What you have to do: Which lines of the data include the string "bare"? List them all.

----- Material shown

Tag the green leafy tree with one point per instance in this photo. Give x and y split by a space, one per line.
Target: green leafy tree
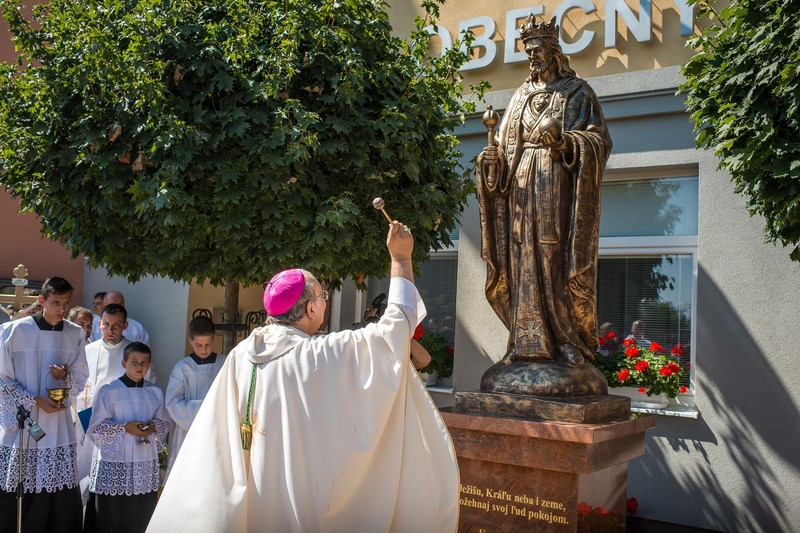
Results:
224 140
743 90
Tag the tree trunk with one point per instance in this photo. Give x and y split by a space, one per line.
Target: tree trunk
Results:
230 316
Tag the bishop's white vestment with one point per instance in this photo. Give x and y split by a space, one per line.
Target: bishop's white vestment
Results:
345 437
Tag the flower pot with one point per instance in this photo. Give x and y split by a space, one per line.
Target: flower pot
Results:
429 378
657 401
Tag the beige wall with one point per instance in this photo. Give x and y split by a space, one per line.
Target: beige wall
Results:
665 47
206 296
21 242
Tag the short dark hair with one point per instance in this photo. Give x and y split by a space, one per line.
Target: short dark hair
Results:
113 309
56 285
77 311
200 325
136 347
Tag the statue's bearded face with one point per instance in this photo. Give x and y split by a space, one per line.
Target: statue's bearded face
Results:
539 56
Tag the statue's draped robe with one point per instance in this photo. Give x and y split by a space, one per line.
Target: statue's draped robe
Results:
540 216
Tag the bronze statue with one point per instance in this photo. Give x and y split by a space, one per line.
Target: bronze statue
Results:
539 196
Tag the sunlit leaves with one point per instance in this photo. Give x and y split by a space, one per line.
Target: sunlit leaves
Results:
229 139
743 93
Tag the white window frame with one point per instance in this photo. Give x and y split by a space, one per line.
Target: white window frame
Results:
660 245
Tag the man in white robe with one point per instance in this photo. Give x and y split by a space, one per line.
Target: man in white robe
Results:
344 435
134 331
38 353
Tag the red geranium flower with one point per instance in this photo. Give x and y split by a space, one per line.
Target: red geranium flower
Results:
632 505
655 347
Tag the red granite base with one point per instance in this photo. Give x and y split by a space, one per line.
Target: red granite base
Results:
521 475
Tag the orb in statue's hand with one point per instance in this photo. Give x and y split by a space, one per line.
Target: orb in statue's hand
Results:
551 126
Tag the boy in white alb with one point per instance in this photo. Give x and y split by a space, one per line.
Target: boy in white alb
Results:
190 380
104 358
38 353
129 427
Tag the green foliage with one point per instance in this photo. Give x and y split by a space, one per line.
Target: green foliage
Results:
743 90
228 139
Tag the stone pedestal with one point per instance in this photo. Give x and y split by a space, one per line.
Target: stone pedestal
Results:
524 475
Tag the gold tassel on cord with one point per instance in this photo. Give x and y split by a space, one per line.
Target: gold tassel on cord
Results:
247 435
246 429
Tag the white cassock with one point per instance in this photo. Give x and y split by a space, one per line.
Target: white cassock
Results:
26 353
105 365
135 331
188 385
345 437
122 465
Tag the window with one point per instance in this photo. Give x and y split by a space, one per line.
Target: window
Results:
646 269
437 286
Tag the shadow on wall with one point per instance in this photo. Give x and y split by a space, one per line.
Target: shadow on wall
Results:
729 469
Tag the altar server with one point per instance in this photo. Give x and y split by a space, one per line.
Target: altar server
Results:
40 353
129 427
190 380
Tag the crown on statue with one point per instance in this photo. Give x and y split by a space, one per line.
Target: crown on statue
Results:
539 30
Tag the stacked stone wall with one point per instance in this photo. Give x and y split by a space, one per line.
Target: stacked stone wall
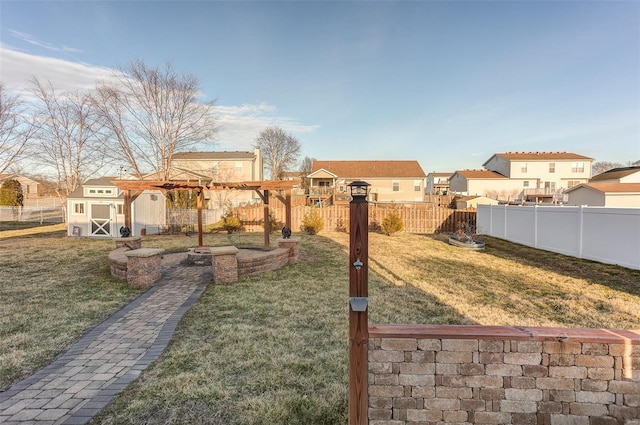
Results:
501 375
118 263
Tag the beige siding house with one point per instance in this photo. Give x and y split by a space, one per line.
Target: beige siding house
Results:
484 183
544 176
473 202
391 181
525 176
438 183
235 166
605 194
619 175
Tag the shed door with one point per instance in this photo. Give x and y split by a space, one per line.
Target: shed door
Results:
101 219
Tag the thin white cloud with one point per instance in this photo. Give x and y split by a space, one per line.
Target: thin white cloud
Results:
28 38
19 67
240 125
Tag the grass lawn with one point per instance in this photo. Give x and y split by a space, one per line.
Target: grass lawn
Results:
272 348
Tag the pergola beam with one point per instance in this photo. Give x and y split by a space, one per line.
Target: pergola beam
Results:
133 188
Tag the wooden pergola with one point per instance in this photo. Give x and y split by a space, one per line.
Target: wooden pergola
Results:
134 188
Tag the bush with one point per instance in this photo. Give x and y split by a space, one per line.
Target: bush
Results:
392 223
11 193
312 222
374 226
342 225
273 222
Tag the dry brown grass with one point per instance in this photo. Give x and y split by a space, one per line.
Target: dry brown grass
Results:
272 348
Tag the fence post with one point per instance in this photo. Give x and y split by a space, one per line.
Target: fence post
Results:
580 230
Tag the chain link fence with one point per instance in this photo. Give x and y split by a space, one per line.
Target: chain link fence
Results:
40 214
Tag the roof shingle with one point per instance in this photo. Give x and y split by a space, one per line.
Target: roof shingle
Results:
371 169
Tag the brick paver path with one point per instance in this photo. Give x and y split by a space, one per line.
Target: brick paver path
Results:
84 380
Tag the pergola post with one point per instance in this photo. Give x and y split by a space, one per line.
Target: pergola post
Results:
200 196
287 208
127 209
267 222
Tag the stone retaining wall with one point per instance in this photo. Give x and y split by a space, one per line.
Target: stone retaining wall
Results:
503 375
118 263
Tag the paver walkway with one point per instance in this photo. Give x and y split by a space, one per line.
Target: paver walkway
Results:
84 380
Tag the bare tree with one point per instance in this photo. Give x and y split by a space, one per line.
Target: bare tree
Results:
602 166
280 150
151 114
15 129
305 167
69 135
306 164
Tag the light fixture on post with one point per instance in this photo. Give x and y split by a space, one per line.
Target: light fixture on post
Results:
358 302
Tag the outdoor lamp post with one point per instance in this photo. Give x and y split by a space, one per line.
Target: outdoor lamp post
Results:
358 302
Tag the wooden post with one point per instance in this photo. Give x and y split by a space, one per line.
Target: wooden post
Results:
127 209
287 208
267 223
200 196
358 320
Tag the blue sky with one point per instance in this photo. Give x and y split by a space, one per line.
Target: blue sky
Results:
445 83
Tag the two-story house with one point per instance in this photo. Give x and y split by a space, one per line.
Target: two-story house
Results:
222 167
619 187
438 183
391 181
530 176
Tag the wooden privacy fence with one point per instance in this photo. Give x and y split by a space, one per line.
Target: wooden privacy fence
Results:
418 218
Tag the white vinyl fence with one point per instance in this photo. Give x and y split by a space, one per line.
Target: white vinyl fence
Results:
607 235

----------

Finished exercise:
Tag the bare tree with one point per instance in this photo. Give x and y split by a space, one per line.
Target: bare tree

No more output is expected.